[Position annotation rows]

★ ★ ★ ★

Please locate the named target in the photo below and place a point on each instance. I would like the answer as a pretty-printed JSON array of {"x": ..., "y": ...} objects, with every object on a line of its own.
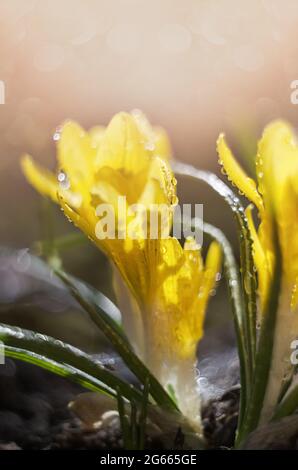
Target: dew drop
[
  {"x": 150, "y": 146},
  {"x": 63, "y": 180},
  {"x": 57, "y": 135}
]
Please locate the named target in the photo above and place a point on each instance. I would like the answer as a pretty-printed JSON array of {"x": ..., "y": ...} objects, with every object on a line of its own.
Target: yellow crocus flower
[
  {"x": 168, "y": 285},
  {"x": 275, "y": 195}
]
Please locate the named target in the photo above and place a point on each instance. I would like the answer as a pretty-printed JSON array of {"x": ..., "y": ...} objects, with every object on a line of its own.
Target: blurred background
[{"x": 195, "y": 67}]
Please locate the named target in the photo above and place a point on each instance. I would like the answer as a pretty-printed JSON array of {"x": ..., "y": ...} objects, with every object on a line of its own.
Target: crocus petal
[
  {"x": 235, "y": 173},
  {"x": 41, "y": 179}
]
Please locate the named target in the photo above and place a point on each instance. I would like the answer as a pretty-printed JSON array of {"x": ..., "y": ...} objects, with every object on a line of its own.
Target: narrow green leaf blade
[
  {"x": 233, "y": 284},
  {"x": 65, "y": 354},
  {"x": 87, "y": 300},
  {"x": 247, "y": 265}
]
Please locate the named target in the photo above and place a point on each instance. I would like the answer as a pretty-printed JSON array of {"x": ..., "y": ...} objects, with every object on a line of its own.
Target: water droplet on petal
[
  {"x": 63, "y": 180},
  {"x": 150, "y": 146}
]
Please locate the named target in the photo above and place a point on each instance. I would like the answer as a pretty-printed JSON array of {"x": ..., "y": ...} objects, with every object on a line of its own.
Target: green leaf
[
  {"x": 45, "y": 351},
  {"x": 233, "y": 284},
  {"x": 59, "y": 369},
  {"x": 265, "y": 348},
  {"x": 248, "y": 276},
  {"x": 288, "y": 406},
  {"x": 91, "y": 304}
]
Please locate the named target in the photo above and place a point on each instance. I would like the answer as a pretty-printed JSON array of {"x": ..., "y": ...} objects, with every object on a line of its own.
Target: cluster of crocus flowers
[
  {"x": 275, "y": 196},
  {"x": 163, "y": 287}
]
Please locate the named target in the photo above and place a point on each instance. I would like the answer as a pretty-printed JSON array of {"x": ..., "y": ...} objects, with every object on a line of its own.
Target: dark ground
[{"x": 34, "y": 414}]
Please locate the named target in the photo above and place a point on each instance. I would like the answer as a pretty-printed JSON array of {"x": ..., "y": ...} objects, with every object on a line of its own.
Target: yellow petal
[
  {"x": 122, "y": 147},
  {"x": 96, "y": 134},
  {"x": 76, "y": 157},
  {"x": 277, "y": 161},
  {"x": 235, "y": 173},
  {"x": 41, "y": 179}
]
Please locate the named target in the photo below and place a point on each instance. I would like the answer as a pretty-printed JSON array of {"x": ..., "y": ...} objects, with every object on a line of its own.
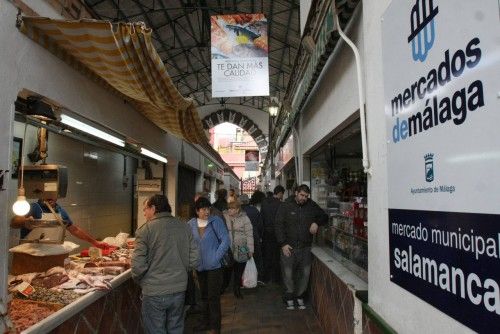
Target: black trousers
[
  {"x": 210, "y": 286},
  {"x": 238, "y": 269},
  {"x": 271, "y": 258}
]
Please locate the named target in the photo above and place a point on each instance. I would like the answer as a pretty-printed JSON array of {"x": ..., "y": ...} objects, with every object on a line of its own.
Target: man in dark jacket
[
  {"x": 297, "y": 221},
  {"x": 256, "y": 220},
  {"x": 270, "y": 248},
  {"x": 165, "y": 250}
]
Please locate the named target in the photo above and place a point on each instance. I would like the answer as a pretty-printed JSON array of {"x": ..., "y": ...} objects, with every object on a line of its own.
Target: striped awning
[{"x": 123, "y": 59}]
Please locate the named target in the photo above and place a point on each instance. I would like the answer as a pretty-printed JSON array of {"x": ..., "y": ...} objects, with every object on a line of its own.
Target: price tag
[{"x": 25, "y": 289}]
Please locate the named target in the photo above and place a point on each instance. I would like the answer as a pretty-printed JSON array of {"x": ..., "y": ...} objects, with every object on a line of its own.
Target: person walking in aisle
[
  {"x": 221, "y": 201},
  {"x": 213, "y": 240},
  {"x": 257, "y": 226},
  {"x": 165, "y": 250},
  {"x": 241, "y": 234},
  {"x": 270, "y": 247},
  {"x": 297, "y": 221}
]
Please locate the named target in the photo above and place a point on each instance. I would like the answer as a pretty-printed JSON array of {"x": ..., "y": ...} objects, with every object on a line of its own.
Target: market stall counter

★ ★ ★ ★

▶ [WHAT THIS TASK INVOLVES]: Pull out every line of the rows above that contains the string "leaf", treating case as significant.

▶ [EXPECTED OUTPUT]:
Target: narrow green leaf blade
Target: green leaf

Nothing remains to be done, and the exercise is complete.